[Opening Task material section]
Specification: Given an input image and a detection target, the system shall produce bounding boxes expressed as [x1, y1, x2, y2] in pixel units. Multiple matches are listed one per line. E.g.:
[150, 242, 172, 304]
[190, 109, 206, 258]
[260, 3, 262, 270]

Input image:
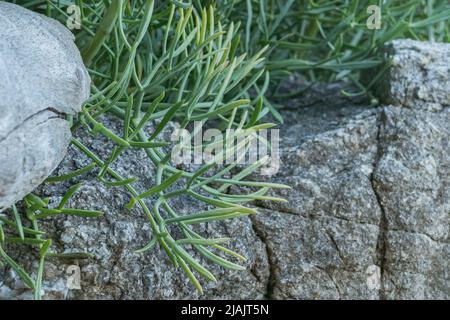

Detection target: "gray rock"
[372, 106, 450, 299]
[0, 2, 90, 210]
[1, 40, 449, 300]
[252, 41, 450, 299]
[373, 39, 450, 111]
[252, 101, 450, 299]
[Closing Task material section]
● What is required
With images omitted, output the data exactly as given.

● Result below
Specification: Given an input image and a detection target, the system shall produce bounding boxes expressed as [x1, y1, x2, y2] in pixel units. Multiple matches are listed one per line. E.g.:
[150, 242, 172, 304]
[190, 109, 206, 258]
[260, 3, 262, 270]

Input image:

Detection target: "gray rock"
[372, 106, 450, 299]
[0, 2, 90, 210]
[1, 40, 449, 300]
[252, 41, 450, 299]
[373, 39, 450, 111]
[252, 101, 450, 299]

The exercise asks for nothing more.